[Collected data entries]
——
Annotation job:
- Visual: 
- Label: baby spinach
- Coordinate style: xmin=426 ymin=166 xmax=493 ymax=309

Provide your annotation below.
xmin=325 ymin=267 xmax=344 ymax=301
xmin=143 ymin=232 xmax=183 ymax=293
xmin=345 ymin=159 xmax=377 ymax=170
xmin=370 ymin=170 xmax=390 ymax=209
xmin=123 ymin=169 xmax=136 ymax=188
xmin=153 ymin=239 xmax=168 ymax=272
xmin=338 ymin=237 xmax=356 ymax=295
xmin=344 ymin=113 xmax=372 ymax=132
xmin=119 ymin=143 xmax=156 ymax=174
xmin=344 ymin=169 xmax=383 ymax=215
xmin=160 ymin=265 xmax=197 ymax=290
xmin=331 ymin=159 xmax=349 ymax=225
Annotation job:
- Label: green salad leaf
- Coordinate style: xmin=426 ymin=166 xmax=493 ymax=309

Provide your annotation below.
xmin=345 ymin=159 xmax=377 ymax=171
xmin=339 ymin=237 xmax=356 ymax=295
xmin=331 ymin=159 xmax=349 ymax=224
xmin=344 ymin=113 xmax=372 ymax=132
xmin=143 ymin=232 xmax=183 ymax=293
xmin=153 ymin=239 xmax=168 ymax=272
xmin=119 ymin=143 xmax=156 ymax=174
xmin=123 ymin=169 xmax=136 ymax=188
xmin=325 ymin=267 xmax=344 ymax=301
——
Every record above has to appear again, word for word.

Output for this exercise
Annotation job:
- Visual: 
- Label: baby spinach
- Coordinate style: xmin=426 ymin=166 xmax=493 ymax=309

Provide your annotation below.
xmin=325 ymin=267 xmax=344 ymax=301
xmin=143 ymin=232 xmax=183 ymax=293
xmin=345 ymin=159 xmax=377 ymax=170
xmin=370 ymin=170 xmax=390 ymax=209
xmin=123 ymin=169 xmax=136 ymax=188
xmin=153 ymin=239 xmax=168 ymax=272
xmin=338 ymin=237 xmax=356 ymax=295
xmin=344 ymin=113 xmax=372 ymax=132
xmin=119 ymin=143 xmax=156 ymax=174
xmin=344 ymin=169 xmax=383 ymax=215
xmin=160 ymin=265 xmax=197 ymax=290
xmin=331 ymin=159 xmax=349 ymax=225
Annotation job:
- Label: green salad leaf
- Coordinate style: xmin=426 ymin=166 xmax=493 ymax=309

Provide your annotation below.
xmin=345 ymin=159 xmax=377 ymax=171
xmin=339 ymin=237 xmax=356 ymax=295
xmin=331 ymin=159 xmax=349 ymax=224
xmin=344 ymin=113 xmax=372 ymax=132
xmin=143 ymin=232 xmax=183 ymax=293
xmin=153 ymin=239 xmax=168 ymax=272
xmin=119 ymin=143 xmax=156 ymax=174
xmin=123 ymin=169 xmax=136 ymax=188
xmin=325 ymin=267 xmax=344 ymax=301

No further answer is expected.